• PROBLEM REQUIREMENTS: Everything from the line containing "man, with integer pixel coordinates." through the line containing "Query: pink shirt" should be repeated exactly, and nothing else from the data.

• INPUT DATA:
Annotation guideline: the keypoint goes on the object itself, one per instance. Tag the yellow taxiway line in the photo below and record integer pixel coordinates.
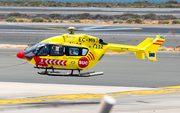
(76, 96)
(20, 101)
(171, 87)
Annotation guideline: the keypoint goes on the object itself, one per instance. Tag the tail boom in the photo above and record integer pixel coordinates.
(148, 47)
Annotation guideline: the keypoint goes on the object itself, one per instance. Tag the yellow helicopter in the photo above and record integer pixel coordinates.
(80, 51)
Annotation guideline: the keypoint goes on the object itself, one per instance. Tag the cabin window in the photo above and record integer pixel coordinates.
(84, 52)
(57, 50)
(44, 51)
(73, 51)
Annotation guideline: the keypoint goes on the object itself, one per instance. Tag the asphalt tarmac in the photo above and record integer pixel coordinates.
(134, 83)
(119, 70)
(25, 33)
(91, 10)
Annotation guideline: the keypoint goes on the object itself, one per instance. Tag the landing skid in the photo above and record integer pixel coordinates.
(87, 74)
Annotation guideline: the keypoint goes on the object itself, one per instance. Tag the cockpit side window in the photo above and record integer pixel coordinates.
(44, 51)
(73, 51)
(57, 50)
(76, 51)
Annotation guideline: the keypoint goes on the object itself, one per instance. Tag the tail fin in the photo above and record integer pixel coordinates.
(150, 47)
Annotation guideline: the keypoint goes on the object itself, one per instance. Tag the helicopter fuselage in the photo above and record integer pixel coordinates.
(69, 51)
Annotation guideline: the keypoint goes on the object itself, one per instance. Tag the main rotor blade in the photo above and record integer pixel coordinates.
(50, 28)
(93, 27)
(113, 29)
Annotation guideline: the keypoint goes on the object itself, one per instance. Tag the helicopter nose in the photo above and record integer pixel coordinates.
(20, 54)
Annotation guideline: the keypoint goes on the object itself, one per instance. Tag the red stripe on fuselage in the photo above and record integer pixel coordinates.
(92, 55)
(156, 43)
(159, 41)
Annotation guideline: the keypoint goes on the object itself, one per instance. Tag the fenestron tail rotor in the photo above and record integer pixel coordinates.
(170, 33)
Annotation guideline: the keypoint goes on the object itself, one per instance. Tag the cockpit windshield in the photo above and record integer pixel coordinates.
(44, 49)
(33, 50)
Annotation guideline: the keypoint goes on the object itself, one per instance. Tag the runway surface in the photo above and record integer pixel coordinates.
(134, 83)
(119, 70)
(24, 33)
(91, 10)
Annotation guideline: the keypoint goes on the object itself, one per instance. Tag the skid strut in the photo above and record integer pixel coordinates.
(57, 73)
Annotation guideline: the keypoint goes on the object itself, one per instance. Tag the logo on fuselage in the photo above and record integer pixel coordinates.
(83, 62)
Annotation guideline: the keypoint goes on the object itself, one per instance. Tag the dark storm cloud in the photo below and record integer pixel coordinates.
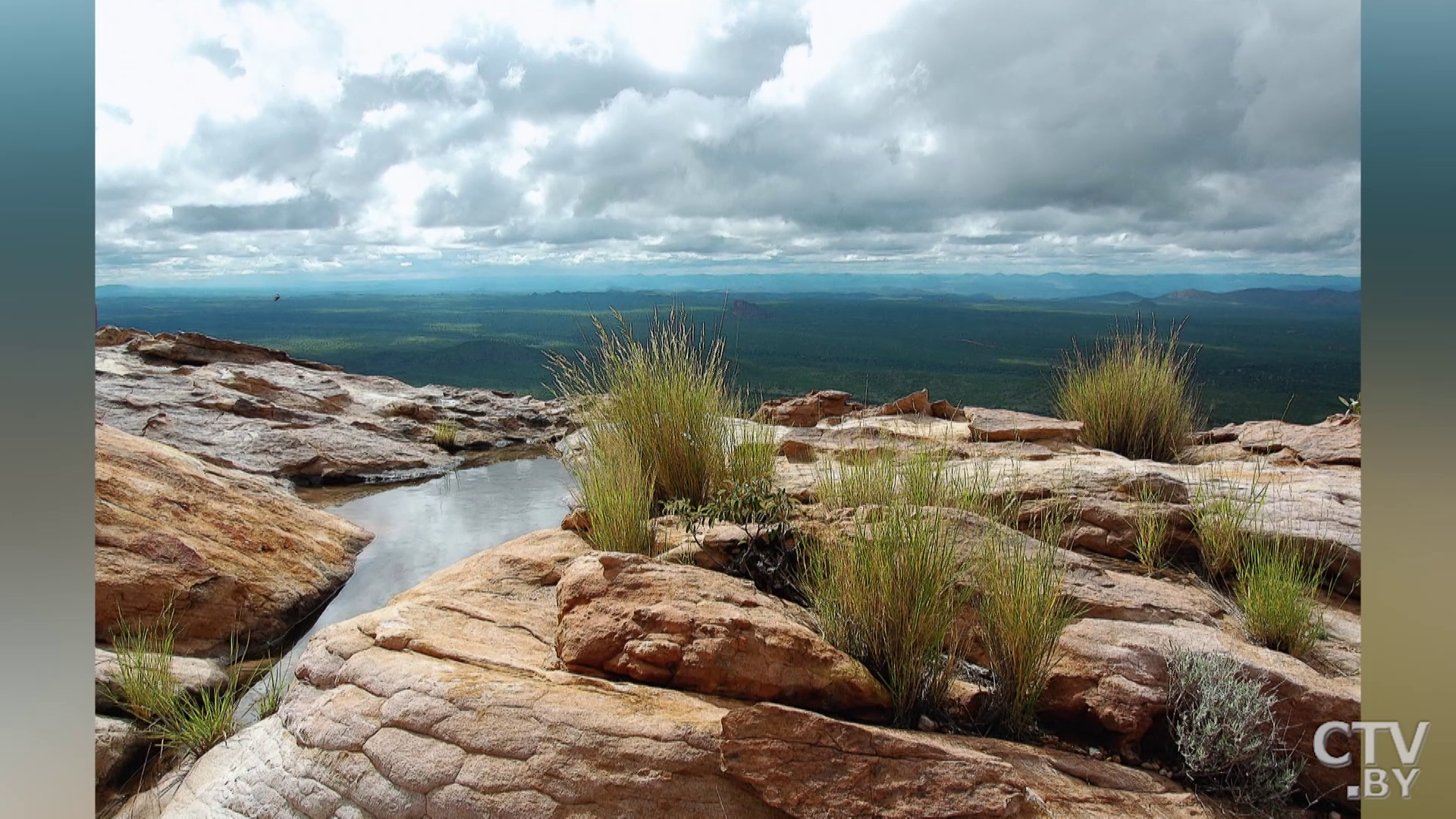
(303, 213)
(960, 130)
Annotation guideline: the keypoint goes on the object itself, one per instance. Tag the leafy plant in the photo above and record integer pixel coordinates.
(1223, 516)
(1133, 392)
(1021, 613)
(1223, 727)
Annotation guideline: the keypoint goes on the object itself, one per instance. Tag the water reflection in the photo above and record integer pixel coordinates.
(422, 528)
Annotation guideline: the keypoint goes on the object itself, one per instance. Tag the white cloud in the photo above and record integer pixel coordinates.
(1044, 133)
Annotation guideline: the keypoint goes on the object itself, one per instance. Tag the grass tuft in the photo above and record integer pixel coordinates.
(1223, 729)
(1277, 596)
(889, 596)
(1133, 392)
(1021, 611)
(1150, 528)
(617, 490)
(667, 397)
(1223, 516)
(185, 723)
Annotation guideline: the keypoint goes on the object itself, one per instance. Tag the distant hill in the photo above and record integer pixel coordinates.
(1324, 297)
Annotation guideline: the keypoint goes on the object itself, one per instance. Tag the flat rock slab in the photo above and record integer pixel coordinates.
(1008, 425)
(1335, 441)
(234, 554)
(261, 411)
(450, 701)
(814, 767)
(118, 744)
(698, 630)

--

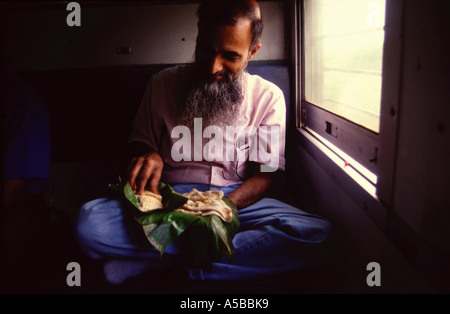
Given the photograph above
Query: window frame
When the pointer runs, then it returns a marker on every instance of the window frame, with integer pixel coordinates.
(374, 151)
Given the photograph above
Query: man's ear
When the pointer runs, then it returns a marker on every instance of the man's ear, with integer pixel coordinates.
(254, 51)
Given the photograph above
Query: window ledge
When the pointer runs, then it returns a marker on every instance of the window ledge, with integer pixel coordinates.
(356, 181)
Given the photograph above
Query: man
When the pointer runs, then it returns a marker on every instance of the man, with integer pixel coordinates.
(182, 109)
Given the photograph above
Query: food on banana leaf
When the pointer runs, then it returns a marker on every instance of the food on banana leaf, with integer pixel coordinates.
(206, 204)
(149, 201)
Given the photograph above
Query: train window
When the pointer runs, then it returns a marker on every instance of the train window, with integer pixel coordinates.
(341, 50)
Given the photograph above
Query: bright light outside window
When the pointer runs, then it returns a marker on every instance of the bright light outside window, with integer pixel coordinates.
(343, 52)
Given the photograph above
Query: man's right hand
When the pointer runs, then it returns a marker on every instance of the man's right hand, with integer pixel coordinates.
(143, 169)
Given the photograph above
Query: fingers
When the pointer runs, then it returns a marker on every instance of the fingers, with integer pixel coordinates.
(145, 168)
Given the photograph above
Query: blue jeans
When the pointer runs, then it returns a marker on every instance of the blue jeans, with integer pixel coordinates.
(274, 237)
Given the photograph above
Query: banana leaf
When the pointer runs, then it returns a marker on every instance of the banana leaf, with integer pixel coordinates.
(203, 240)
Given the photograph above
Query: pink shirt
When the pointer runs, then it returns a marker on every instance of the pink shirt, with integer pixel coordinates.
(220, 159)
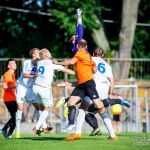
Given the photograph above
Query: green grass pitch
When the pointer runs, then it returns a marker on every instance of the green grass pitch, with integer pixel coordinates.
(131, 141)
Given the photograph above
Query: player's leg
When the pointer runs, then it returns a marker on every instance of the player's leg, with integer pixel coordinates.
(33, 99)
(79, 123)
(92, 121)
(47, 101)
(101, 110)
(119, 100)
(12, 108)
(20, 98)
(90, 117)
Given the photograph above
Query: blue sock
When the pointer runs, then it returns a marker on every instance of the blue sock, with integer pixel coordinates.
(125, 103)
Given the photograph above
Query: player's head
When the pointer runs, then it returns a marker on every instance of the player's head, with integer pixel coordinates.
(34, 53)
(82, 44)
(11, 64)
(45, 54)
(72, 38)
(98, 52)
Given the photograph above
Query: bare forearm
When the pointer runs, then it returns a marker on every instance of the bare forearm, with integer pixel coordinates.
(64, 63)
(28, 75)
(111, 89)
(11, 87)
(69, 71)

• SOLUTION FOR THIS PROBLEM:
When the pointer runs, then it returns a marker on every instance of the man, with integer pixel coordinates.
(182, 109)
Given the photograph above
Query: food on banana leaf
When the pointer runs, then it returns a marker on every instance of the food on banana leaf, with integer pixel coordinates.
(206, 204)
(149, 201)
Given the photograph above
Query: train window
When the pointer runs, then it returns a marker on every instance of the train window, with integer pixel coordinates.
(341, 50)
Given the photograph above
Query: bright light outside window
When the pointer runs, then it returns a marker on every instance of the bright light outside window, with integer pixel coordinates.
(343, 52)
Given the photograph above
Query: man's right hand
When the pointer runs, then it returns a marker on every instance of the man's right hand, with integer pixel coordinates.
(143, 169)
Given the photograph above
Query: fingers
When the pointer runs, then it returns a marker on every instance of the fingers, with integer pixel coordinates.
(145, 168)
Given the photograph above
Query: blue jeans
When the pointer runs, then it returns a marker on every instance of the blue jeans, with integer pixel coordinates.
(274, 237)
Given the photograph above
Query: banana leaf
When the pointer runs, then it returns a marker on every instance of the banana leaf, with integer pixel coordinates.
(203, 240)
Given the photograph above
Query: pink shirt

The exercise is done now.